__PROVIDED PASSAGE__.

────────

As the honeybee population in the U.S. continues its three-decade-long decline, Ford employee Mary Mason has taken up the task of caring for tens of thousands of bees right outside the Ford Rouge Complex.
That’s right, the complex, home to thousands of factory workers, is also home to 80,000 honeybees, thanks to Mason and the company’s wildlife habitat strategy, which in the last decade-and-a-half has brought nature back to a once gray and black facility.
It all started in the early 2000s as part of Ford’s environmental initiative – the Heritage 2000 program. An architect and sustainability designer was brought in to help “green” parts of the Rouge facility, and the entire complex was given a makeover.
The company brought crabapple trees to the site and someone came up with the idea of honeybees, noting their decline.

────────

__INFORMATION GIVEN__.
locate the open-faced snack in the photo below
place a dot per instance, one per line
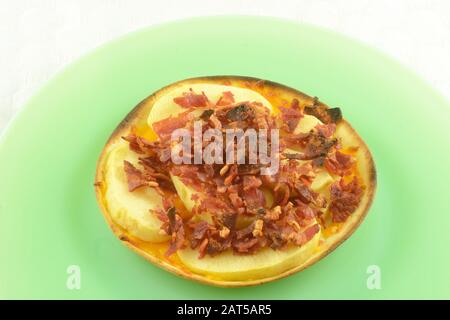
(207, 212)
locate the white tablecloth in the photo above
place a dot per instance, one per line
(39, 37)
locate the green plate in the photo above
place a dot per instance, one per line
(50, 219)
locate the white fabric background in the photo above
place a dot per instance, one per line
(40, 37)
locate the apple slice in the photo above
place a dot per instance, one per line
(266, 263)
(131, 210)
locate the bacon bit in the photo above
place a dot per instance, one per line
(190, 99)
(273, 214)
(250, 182)
(202, 248)
(227, 98)
(214, 122)
(239, 113)
(224, 232)
(305, 194)
(195, 197)
(231, 175)
(135, 177)
(176, 229)
(339, 163)
(138, 144)
(198, 233)
(165, 127)
(254, 199)
(260, 83)
(327, 130)
(282, 194)
(236, 201)
(153, 184)
(345, 199)
(290, 118)
(257, 231)
(206, 114)
(224, 169)
(311, 231)
(245, 246)
(214, 246)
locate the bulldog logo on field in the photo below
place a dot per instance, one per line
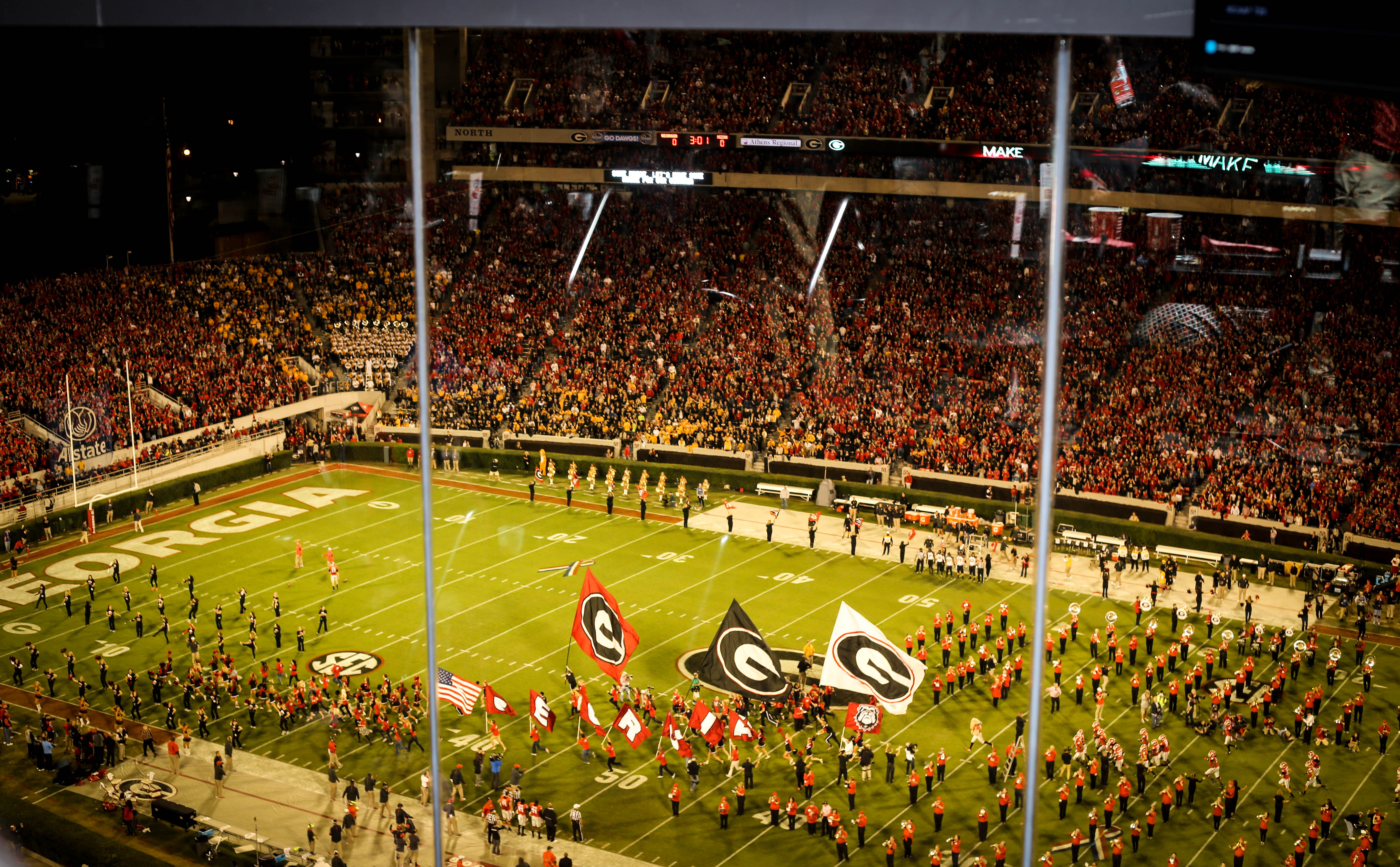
(353, 663)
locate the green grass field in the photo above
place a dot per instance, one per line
(506, 623)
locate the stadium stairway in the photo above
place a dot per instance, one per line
(279, 799)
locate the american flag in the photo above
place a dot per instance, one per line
(463, 694)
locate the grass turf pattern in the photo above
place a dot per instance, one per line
(506, 623)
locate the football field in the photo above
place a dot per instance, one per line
(506, 600)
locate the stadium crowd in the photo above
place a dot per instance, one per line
(878, 85)
(689, 323)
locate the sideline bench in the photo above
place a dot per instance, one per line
(801, 494)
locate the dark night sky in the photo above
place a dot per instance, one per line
(82, 97)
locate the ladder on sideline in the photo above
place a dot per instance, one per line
(657, 93)
(521, 90)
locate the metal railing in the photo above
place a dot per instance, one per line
(64, 494)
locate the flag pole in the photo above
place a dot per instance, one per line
(73, 455)
(131, 418)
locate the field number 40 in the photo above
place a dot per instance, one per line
(918, 600)
(789, 578)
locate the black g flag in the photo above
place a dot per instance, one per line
(740, 660)
(601, 629)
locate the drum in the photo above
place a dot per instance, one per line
(1107, 223)
(1164, 232)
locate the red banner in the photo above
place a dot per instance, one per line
(540, 712)
(495, 704)
(740, 728)
(629, 726)
(705, 722)
(586, 709)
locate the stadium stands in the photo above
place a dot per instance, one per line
(691, 323)
(895, 86)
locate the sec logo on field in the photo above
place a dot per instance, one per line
(353, 663)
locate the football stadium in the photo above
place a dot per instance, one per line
(701, 446)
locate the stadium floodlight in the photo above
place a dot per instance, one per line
(583, 249)
(831, 237)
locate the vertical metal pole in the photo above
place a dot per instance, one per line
(73, 455)
(131, 417)
(421, 284)
(1049, 431)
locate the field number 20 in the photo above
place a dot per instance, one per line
(918, 600)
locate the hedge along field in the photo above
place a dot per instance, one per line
(1142, 533)
(173, 491)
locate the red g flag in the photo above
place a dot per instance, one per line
(601, 629)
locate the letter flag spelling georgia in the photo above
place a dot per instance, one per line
(601, 629)
(630, 728)
(705, 722)
(863, 660)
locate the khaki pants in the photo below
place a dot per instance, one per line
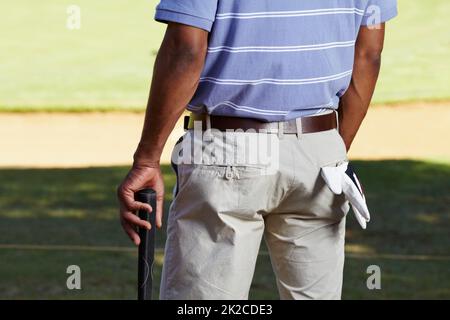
(222, 210)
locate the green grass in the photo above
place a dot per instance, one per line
(108, 63)
(409, 201)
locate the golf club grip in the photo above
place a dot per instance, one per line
(147, 245)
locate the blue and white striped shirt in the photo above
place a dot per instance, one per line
(275, 59)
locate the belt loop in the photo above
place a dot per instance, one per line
(298, 124)
(337, 120)
(208, 137)
(280, 130)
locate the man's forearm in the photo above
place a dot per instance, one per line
(355, 102)
(175, 78)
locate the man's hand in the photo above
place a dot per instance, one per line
(138, 178)
(178, 66)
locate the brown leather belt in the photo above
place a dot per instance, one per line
(308, 124)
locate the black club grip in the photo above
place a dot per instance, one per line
(147, 245)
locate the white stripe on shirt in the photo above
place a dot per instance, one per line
(322, 46)
(277, 81)
(286, 14)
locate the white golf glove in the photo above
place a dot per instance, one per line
(341, 178)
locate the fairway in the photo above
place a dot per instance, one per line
(72, 219)
(107, 64)
(71, 110)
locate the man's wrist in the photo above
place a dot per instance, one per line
(146, 159)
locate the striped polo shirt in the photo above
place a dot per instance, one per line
(275, 60)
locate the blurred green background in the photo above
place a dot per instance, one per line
(51, 218)
(72, 217)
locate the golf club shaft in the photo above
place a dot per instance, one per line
(147, 245)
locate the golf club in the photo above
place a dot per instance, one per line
(147, 245)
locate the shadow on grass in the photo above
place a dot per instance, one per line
(409, 201)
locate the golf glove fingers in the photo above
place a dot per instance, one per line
(342, 179)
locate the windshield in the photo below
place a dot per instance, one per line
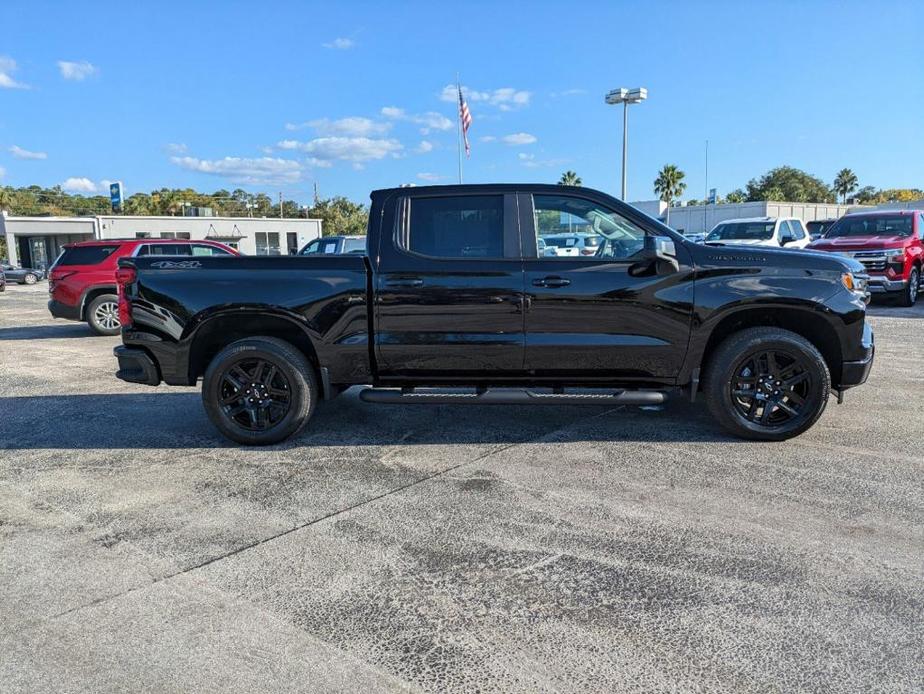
(85, 255)
(742, 231)
(886, 225)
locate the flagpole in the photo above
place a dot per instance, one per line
(459, 118)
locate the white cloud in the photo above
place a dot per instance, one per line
(518, 139)
(76, 71)
(245, 170)
(529, 160)
(352, 149)
(340, 44)
(21, 153)
(431, 120)
(81, 184)
(353, 126)
(7, 68)
(568, 92)
(505, 98)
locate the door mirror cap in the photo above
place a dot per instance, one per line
(663, 248)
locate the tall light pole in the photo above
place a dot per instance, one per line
(625, 97)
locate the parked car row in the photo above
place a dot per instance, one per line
(889, 244)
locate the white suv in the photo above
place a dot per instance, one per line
(760, 231)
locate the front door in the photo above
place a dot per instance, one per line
(449, 293)
(601, 305)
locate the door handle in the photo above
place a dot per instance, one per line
(551, 282)
(405, 282)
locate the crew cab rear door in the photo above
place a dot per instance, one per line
(449, 286)
(617, 312)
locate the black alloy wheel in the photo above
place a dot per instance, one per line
(770, 388)
(254, 394)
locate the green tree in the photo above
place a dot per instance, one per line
(786, 183)
(669, 186)
(340, 216)
(845, 183)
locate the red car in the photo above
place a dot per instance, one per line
(82, 281)
(889, 243)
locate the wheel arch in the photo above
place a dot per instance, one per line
(218, 331)
(806, 322)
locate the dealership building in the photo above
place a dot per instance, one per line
(37, 241)
(699, 219)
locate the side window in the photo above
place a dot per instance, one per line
(165, 249)
(571, 227)
(208, 250)
(465, 226)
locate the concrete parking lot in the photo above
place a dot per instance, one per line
(446, 548)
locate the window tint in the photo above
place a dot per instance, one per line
(321, 246)
(470, 226)
(165, 249)
(86, 255)
(209, 250)
(267, 243)
(754, 231)
(567, 226)
(357, 245)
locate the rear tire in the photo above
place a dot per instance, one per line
(910, 292)
(767, 384)
(259, 391)
(103, 315)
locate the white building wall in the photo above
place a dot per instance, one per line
(698, 219)
(241, 232)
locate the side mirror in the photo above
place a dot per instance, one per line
(662, 248)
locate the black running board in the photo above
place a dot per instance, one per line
(419, 396)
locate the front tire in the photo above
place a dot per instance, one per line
(259, 391)
(103, 315)
(910, 292)
(767, 384)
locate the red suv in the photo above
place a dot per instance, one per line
(82, 281)
(889, 243)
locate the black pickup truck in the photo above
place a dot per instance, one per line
(455, 301)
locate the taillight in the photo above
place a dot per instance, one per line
(124, 277)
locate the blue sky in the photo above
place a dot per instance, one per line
(276, 96)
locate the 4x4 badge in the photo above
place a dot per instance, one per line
(172, 264)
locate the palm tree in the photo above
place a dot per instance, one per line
(6, 199)
(845, 183)
(669, 185)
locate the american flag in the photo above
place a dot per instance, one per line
(465, 117)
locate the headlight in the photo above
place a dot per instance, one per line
(854, 283)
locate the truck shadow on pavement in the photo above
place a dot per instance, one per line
(176, 420)
(47, 332)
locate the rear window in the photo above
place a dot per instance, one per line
(86, 255)
(742, 231)
(886, 225)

────────

__EXERCISE A__.
Reproduce the passage on the Ford Rouge honeybees word for word, starting at "It all started" and ending at "noting their decline.".
__EXERCISE B__.
According to the Ford Rouge honeybee passage, how many honeybees live at the complex?
You can ignore the entries for what follows.

__WORKED SOLUTION A__.
It all started in the early 2000s as part of Ford’s environmental initiative – the Heritage 2000 program. An architect and sustainability designer was brought in to help “green” parts of the Rouge facility, and the entire complex was given a makeover.
The company brought crabapple trees to the site and someone came up with the idea of honeybees, noting their decline.

__WORKED SOLUTION B__.
80,000